DISCOURS DU SAINT-PÈRE

AUX PARTICIPANTS DU COURS SUR LE FOR INTERNE

ORGANISÉ PAR LA PÉNITENCERIE APOSTOLIQUE

 

Chers confrères, soyez les bienvenus !

Merci d’être venus assister à la formation annuelle sur le for interne, organisée par la Pénitencerie apostolique, pour sa XXXIIIe édition. Je remercie le cardinal Mauro Piacenza, Pénitencier majeur, pour ses aimables paroles et pour son action ; ainsi que Mgr Nykiel, Régent de la Pénitencerie apostolique, qui se donne tant de mal, aux prélats, aux fonctionnaires et au personnel de la Pénitencerie, – merci à tous ! – aux Collèges des pénitenciers des basiliques papales et à vous tous qui participez au cours.

Depuis plus de trois décennies, la Pénitencerie apostolique offre ce moment important et précieux pour permettre la formation de bons confesseurs, pleinement conscients de leurs responsabilités au service des pénitents.

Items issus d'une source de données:

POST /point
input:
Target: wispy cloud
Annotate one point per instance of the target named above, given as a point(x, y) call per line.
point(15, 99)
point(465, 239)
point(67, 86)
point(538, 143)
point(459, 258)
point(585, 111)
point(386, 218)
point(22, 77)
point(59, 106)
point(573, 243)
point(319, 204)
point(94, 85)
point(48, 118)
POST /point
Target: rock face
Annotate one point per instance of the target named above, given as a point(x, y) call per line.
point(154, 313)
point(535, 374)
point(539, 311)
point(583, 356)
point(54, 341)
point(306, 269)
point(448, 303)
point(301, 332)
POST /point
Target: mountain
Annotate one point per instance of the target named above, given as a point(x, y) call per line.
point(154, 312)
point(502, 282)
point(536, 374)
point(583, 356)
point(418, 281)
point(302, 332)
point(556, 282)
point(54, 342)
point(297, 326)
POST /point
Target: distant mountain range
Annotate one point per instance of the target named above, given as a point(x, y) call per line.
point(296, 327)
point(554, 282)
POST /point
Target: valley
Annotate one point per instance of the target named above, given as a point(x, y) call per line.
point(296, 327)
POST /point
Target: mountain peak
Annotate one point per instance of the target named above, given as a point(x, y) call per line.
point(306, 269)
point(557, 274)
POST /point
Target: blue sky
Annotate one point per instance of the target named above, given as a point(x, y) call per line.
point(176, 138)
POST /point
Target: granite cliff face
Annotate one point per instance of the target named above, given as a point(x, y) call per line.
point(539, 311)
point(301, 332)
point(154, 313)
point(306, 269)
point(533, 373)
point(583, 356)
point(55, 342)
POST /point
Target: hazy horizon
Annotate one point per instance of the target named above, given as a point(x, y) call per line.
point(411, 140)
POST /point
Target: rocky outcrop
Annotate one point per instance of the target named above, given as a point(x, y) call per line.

- _Actions à mener_:
A - Selon le discours, qui occupe la charge de Pénitencier majeur ?
B - Recopiez le passage du discours qui va de « Merci d’être venus » jusqu'à « service des pénitents. » inclus.

- _Résultats finaux_:
A - Le cardinal Mauro Piacenza.

B -
Merci d’être venus assister à la formation annuelle sur le for interne, organisée par la Pénitencerie apostolique, pour sa XXXIIIe édition. Je remercie le cardinal Mauro Piacenza, Pénitencier majeur, pour ses aimables paroles et pour son action ; ainsi que Mgr Nykiel, Régent de la Pénitencerie apostolique, qui se donne tant de mal, aux prélats, aux fonctionnaires et au personnel de la Pénitencerie, – merci à tous ! – aux Collèges des pénitenciers des basiliques papales et à vous tous qui participez au cours.

Depuis plus de trois décennies, la Pénitencerie apostolique offre ce moment important et précieux pour permettre la formation de bons confesseurs, pleinement conscients de leurs responsabilités au service des pénitents.